» **Set problem**:
Copy out each line of the material below with no changes.

---------- Supplied material ----------

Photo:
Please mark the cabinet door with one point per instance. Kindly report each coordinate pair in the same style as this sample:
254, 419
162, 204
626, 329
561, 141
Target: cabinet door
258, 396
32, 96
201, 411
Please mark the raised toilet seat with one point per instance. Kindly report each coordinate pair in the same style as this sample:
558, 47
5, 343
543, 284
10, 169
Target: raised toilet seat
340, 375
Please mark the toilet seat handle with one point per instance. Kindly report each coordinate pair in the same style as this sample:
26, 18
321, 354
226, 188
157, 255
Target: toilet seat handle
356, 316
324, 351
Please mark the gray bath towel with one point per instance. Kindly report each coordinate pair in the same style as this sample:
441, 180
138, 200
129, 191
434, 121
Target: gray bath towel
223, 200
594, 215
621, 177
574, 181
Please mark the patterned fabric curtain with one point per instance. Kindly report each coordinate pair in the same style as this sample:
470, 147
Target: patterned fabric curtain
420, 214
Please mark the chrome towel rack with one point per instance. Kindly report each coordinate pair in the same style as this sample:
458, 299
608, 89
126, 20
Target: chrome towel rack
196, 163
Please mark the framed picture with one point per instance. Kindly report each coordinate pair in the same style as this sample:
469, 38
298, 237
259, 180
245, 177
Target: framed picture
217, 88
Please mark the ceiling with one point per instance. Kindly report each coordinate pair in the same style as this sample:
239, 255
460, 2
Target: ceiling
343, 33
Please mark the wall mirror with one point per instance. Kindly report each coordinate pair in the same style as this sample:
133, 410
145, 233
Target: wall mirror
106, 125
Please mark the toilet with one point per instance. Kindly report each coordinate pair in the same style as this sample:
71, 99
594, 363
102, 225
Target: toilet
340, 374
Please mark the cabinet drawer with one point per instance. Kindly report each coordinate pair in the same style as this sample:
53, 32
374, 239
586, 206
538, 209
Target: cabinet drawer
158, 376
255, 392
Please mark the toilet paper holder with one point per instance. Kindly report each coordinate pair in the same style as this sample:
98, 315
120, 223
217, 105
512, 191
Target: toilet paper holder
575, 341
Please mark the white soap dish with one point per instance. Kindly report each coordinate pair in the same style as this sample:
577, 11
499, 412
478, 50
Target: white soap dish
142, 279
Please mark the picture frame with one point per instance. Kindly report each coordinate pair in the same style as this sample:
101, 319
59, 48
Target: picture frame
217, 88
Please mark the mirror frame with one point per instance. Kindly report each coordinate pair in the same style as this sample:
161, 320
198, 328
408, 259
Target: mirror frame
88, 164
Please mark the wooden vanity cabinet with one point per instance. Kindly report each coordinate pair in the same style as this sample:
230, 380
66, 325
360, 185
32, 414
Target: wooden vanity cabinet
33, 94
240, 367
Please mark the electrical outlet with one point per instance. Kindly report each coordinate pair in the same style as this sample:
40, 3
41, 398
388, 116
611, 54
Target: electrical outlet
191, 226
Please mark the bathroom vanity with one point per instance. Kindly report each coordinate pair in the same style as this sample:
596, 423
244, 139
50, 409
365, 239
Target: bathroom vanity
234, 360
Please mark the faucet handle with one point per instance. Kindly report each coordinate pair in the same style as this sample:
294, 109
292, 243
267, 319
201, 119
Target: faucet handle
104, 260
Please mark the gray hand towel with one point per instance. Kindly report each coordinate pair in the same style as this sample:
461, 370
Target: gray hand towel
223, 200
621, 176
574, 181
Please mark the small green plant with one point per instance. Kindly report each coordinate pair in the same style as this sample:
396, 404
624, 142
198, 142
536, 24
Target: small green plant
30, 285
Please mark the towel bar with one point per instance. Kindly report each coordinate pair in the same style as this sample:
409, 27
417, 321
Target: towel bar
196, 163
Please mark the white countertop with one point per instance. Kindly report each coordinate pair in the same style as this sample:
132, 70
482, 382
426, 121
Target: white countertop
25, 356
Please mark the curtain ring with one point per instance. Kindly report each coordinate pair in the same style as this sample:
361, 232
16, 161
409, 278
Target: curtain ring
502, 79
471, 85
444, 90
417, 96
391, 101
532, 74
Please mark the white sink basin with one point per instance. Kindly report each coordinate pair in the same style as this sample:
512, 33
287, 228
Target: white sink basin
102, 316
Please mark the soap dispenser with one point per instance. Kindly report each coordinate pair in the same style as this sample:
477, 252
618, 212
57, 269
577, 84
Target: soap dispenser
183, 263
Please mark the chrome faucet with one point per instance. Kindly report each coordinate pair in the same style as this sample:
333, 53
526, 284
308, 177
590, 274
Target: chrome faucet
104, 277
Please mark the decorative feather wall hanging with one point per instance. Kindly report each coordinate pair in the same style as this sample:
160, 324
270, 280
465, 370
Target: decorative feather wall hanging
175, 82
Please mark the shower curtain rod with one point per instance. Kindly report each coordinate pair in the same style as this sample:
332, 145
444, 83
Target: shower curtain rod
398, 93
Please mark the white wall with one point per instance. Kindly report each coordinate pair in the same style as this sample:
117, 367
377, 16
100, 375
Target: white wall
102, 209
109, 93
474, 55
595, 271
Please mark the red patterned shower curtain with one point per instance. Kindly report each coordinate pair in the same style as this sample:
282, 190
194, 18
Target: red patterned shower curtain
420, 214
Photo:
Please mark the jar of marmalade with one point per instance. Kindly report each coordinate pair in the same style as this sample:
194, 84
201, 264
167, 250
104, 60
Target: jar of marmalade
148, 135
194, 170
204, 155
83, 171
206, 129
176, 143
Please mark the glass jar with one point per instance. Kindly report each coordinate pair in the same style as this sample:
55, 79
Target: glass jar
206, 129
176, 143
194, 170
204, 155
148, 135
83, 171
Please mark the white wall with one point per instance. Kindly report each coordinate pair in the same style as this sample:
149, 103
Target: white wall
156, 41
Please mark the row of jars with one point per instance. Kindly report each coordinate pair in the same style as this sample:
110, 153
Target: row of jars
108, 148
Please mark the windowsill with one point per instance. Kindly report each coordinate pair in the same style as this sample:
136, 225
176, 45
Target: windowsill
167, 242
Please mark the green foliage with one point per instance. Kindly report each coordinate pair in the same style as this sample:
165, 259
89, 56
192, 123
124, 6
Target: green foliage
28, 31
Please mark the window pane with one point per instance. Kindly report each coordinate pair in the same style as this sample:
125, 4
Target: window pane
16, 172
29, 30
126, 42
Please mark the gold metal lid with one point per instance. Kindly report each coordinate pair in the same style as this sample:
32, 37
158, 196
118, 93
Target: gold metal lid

----------

» **Full output**:
Photo:
Please mark the cabinet door with one point per instance. Kindly report each coordinate pair in the same style as this sample:
254, 419
162, 204
626, 329
561, 141
Target: cabinet door
258, 396
32, 96
201, 411
Please mark the raised toilet seat with one point per instance. Kindly report each coordinate pair in the same style as this sample:
558, 47
5, 343
543, 284
10, 169
Target: raised toilet seat
340, 375
Please mark the toilet seat handle with one point per instance. Kindly report each coordinate pair in the same style as this sample:
26, 18
321, 354
226, 188
157, 255
Target: toilet seat handle
356, 316
324, 351
Please mark the gray bath towel with one point per instance. Kindly report each coordinate pair in the same style as this sample:
441, 180
138, 200
129, 191
434, 121
Target: gray bath towel
223, 200
594, 215
621, 177
574, 181
Please mark the patterned fabric curtain with one point per instance. Kindly report each coordinate pair in the same style as this sample:
470, 147
Target: patterned fabric curtain
420, 214
Please mark the chrome towel rack with one point per instance. Kindly report each coordinate pair in the same style as this sample:
458, 299
608, 89
126, 20
Target: chrome towel rack
196, 163
Please mark the framed picture with one point per instance. Kindly report each coordinate pair in the same style as this sample:
469, 38
298, 237
259, 180
245, 177
Target: framed picture
217, 88
Please mark the ceiling with one point per instance. Kindly report each coordinate pair in the same style as this sample:
239, 255
460, 2
Target: ceiling
343, 33
Please mark the wall mirror with one point per instance. Kindly report each coordinate pair in the same style as this sample:
133, 410
145, 233
Target: wall mirror
106, 125
Please mark the toilet with one point per instance. Kindly report each coordinate pair in the same style as this sample:
71, 99
594, 363
102, 225
Target: toilet
340, 374
Please mark the cabinet drawer with one point per instance. Kindly report each coordinate pair in the same style as this sample:
53, 32
374, 239
586, 206
538, 209
Target: cabinet drawer
158, 376
255, 392
Please mark the toilet paper holder with one point per instance. Kindly report each coordinate pair in the same style as this sample:
98, 315
120, 223
217, 105
512, 191
Target: toilet paper holder
575, 341
Please mark the white soap dish with one point per instance. Kindly report each coordinate pair in the same style as this sample:
577, 11
499, 412
478, 50
Target: white soap dish
142, 279
Please mark the picture frame with one point per instance. Kindly report each coordinate pair in the same style as this sample:
101, 319
59, 48
Target: picture frame
217, 88
Please mark the mirror frame with one point per instance. Kindly report each coordinate pair in the same style as this sample:
161, 320
198, 328
408, 259
Target: mirror frame
88, 164
Please mark the wooden vanity cabinet with one point per instance. Kindly report each coordinate pair in the same style as this sample:
230, 380
66, 325
360, 185
32, 414
Target: wooden vanity cabinet
33, 94
240, 367
Please mark the electrical outlet with one point per instance. Kindly report each coordinate pair in the same style as this sample:
40, 3
41, 398
388, 116
611, 54
Target: electrical outlet
191, 226
Please mark the bathroom vanity with one point per instance. Kindly report each coordinate pair in the same style as this sample:
596, 423
244, 139
50, 409
365, 239
Target: bathroom vanity
234, 360
Please mark the faucet handle with one point per instance. Kindly report each coordinate pair in the same style as this sample:
294, 109
292, 243
267, 319
201, 119
Target: faucet handle
104, 260
Please mark the gray hand towel with one point per instance. Kindly report each coordinate pair in the same style as this sample:
461, 370
Target: gray hand towel
223, 200
621, 176
574, 181
Please mark the small green plant with one point per instance. Kindly report each coordinate pair in the same style as this sample:
396, 404
624, 142
198, 142
536, 24
Target: small green plant
30, 285
Please mark the towel bar with one point per instance. Kindly report each coordinate pair in the same style as this sample:
409, 27
417, 321
Target: towel bar
196, 163
Please mark the white countertop with one point per instance. Kindly report each coordinate pair in the same style as this sample:
132, 70
482, 382
426, 121
Target: white countertop
25, 356
Please mark the curtain ring with one point per instance. Kindly report each coordinate pair in the same style as this sample:
361, 232
16, 161
409, 278
Target: curtain ring
502, 79
471, 85
444, 90
417, 96
391, 101
532, 74
Please mark the white sink basin with one point per instance. Kindly report each coordinate pair in the same style as this sample:
512, 33
287, 228
Target: white sink basin
102, 316
Please mark the soap dispenser with one point per instance. Kindly report each coordinate pair in the same style as this sample:
477, 252
618, 212
57, 269
577, 84
Target: soap dispenser
183, 263
Please mark the chrome faucet with one point per instance. Kindly report each coordinate pair in the same style as this sample:
333, 53
526, 284
308, 177
590, 274
Target: chrome faucet
104, 277
Please mark the decorative feather wall hanging with one point per instance. Kindly report each coordinate pair in the same style as this sample:
160, 324
270, 280
465, 370
Target: decorative feather wall hanging
175, 82
Please mark the shower curtain rod with one point per instance. Kindly report each coordinate pair in the same style as this sample:
332, 145
444, 83
Target: shower curtain rod
398, 93
Please mark the white wall with one point per instance. Kindly report each coordinate pair in the same style as this sample:
117, 367
377, 16
100, 375
Target: white wall
102, 209
109, 93
474, 55
595, 271
Please mark the red patterned shower curtain with one point per instance. Kindly report each coordinate pair in the same style as this sample:
282, 190
194, 18
Target: red patterned shower curtain
420, 214
Photo:
Please mark the jar of marmalade with one point per instance. Kindly report each coordinate pair in the same style as this sample:
194, 84
201, 264
167, 250
104, 60
Target: jar of marmalade
148, 135
194, 170
204, 155
83, 171
206, 129
176, 143
Please mark the glass jar with one point per instance. Kindly report each coordinate pair in the same style as this sample:
55, 79
Target: glass jar
206, 129
176, 143
194, 170
204, 155
148, 135
83, 171
Please mark the white wall with one point per instance. Kindly report each coordinate pair in the same style as this sample:
149, 103
Target: white wall
156, 41
Please mark the row of jars with one point per instance. Kindly report each coordinate pair in the same style as this sample:
110, 153
Target: row of jars
108, 148
Please mark the windowsill with one point per instance. Kindly report each coordinate pair in the same style as this sample:
136, 225
176, 45
Target: windowsill
167, 242
Please mark the green foliage with one point per instance. Kindly report each coordinate pair in the same style as this sample:
165, 259
89, 56
192, 123
124, 6
Target: green foliage
28, 31
Please mark the window pane with one point per instance. Kindly report each coordinate pair in the same style as this sample:
125, 4
Target: window pane
16, 172
29, 30
126, 42
Please mark the gold metal lid with one point per instance. Kindly report each coordinate pair in the same style as this sample:
32, 37
158, 196
118, 93
Target: gold metal lid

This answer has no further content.